◆ Requirements
Reproduce every entry below, swapping "Drop" for "Place" and keeping everything else the same.

Labeled-object pointing entries:
________________________

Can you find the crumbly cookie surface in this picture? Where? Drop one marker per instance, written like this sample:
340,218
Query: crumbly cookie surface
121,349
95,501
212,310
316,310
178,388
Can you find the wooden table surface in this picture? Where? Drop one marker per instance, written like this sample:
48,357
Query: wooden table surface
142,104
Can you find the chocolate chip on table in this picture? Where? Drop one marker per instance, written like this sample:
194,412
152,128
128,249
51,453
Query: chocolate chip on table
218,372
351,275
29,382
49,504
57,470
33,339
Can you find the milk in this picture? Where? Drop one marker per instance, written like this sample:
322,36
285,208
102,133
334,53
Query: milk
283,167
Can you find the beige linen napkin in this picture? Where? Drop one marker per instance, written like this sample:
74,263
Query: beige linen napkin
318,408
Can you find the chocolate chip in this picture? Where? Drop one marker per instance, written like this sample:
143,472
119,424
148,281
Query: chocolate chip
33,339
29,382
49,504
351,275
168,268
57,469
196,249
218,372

________________________

◆ Written answer
Can you find the crumbly cookie surface in this picture? Where? Place one marker per instance, written like this sample:
340,218
Query: crumbly cookie surface
121,349
95,501
212,310
316,310
178,388
Can you find the wooden table surface in this picture? Where? Place one marker per instance, written like this sample:
48,357
Query: wooden table surface
142,104
Can you find the chocolate chip on table in this picture? Where? Place one marker per instance, written like this sample:
194,412
152,128
128,249
51,453
Query: chocolate chip on table
218,372
351,275
29,382
49,504
57,470
33,339
Can you find the milk in this picture? Where? Place one marker per instance, written like this sample:
322,36
285,208
102,133
334,53
Query: milk
283,167
Can you find the beige linen napkin in this picture? Where? Place one marker per instance, written like this sample:
74,263
Query: beige linen napkin
318,408
Can you find the chocolate chip in this picture? Where? Place one marker per instance, written like this sample:
143,472
119,424
148,281
Query: chocolate chip
33,339
29,382
49,504
351,275
168,268
57,469
196,249
218,372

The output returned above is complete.